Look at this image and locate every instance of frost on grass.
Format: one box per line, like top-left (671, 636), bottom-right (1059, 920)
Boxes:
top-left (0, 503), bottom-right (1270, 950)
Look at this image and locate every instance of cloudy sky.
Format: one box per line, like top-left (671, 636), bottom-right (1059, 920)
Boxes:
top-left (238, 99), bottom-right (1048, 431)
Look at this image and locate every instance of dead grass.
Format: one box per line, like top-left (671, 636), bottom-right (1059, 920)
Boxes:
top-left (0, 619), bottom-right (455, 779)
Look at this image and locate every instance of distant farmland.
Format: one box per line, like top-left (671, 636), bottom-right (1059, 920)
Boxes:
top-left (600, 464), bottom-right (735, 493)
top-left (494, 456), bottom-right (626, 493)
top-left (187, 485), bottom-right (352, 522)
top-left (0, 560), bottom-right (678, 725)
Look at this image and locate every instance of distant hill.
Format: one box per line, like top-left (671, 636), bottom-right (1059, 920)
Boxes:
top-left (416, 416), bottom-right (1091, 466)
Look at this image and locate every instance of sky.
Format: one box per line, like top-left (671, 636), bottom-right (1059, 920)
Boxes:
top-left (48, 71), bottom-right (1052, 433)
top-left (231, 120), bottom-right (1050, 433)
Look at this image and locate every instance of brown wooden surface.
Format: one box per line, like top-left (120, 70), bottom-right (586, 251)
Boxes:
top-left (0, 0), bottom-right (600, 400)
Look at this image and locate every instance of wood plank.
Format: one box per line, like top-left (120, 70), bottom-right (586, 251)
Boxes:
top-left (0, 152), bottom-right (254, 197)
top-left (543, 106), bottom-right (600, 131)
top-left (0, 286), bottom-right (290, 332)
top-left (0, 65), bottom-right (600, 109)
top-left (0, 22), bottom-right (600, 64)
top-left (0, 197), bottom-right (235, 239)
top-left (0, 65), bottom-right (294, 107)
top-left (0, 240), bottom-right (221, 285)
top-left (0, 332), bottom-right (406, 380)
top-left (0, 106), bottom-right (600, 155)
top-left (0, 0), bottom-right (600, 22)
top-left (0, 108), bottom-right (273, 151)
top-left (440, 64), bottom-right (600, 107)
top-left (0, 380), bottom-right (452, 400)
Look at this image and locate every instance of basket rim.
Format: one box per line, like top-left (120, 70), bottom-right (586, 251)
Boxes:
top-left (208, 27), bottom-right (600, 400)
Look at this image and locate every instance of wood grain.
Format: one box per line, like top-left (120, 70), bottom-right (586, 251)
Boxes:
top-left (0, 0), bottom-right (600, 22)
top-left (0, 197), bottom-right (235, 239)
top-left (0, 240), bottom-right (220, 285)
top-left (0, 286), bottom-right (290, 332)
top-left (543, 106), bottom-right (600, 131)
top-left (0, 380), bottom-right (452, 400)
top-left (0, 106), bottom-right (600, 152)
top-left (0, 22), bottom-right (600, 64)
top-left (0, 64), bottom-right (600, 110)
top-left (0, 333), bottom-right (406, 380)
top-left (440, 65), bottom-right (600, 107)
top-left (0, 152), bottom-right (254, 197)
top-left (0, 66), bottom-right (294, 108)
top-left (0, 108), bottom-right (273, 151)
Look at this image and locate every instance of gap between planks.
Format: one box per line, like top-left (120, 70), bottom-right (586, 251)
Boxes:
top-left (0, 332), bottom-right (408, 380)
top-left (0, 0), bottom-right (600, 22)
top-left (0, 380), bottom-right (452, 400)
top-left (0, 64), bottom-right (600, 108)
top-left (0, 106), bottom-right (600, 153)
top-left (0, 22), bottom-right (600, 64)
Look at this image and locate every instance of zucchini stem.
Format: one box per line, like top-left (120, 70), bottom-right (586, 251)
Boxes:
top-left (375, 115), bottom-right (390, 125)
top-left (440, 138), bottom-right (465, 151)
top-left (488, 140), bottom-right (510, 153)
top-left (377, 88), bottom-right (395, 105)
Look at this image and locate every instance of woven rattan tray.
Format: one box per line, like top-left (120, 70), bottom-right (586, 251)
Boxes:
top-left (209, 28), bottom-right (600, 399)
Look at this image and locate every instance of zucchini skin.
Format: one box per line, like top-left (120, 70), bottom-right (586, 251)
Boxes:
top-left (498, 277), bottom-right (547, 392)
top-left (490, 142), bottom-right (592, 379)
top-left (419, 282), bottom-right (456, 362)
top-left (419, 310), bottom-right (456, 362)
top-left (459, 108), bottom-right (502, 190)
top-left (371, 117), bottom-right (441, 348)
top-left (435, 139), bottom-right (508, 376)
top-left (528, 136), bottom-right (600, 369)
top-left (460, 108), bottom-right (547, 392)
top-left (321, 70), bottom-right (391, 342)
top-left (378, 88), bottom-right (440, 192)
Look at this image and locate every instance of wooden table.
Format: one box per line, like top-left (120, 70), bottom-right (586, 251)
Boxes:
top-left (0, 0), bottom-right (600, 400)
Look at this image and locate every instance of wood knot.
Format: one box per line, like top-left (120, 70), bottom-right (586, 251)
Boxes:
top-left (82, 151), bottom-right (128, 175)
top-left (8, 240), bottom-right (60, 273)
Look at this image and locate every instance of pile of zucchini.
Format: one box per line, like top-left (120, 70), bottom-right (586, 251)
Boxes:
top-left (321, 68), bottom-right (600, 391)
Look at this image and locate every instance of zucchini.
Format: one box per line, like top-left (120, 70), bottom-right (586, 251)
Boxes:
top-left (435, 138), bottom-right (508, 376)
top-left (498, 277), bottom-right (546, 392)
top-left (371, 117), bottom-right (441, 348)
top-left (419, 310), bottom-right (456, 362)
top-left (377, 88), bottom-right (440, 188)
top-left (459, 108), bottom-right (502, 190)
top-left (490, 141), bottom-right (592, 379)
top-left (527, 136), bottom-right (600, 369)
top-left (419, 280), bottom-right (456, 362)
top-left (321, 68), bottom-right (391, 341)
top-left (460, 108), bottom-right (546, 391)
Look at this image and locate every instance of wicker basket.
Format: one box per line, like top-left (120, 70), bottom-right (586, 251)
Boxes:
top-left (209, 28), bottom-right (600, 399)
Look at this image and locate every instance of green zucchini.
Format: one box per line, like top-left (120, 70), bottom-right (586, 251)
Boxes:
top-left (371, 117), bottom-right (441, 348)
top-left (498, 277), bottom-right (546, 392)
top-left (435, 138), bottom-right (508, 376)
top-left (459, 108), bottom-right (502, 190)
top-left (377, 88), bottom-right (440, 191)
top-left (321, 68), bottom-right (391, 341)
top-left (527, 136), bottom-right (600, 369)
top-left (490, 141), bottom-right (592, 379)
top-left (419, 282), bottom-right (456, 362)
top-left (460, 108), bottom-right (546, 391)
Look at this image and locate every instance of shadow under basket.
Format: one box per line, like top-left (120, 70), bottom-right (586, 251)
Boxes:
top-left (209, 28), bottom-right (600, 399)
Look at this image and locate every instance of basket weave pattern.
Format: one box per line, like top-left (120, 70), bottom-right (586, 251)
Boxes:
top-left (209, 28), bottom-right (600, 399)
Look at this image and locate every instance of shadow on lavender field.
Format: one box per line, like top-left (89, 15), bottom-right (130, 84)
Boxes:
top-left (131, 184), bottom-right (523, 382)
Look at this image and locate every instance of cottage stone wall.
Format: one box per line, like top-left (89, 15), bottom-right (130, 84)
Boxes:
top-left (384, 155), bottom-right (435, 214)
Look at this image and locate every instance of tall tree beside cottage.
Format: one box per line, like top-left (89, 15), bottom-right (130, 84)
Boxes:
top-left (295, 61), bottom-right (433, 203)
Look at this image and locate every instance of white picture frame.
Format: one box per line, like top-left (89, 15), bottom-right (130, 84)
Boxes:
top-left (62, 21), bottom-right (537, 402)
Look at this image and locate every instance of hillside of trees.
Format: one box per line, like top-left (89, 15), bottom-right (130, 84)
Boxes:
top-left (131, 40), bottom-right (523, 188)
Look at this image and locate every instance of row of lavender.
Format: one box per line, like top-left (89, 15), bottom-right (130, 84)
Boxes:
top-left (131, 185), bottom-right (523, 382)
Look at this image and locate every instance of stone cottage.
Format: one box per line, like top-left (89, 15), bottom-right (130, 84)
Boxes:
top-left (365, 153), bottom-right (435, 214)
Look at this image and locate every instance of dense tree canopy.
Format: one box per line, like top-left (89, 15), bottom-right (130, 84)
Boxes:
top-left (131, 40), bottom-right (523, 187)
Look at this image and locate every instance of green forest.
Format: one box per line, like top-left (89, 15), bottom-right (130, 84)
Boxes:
*-*-*
Format the material from the line with "Look at this image and locate every instance of wooden" to the line with "top-left (8, 240), bottom-right (60, 273)", both included, as a JSON list of strings with one string per line and no blank lines.

[
  "Look at this image and locate every instance of wooden table.",
  "Format: one box per line, like top-left (120, 70), bottom-right (586, 251)",
  "Boxes:",
  "top-left (0, 0), bottom-right (600, 400)",
  "Look at this image and locate every instance of wood knot.",
  "Format: one box per line, like top-left (120, 70), bottom-right (586, 251)",
  "Boxes:",
  "top-left (82, 151), bottom-right (128, 175)",
  "top-left (8, 240), bottom-right (60, 273)"
]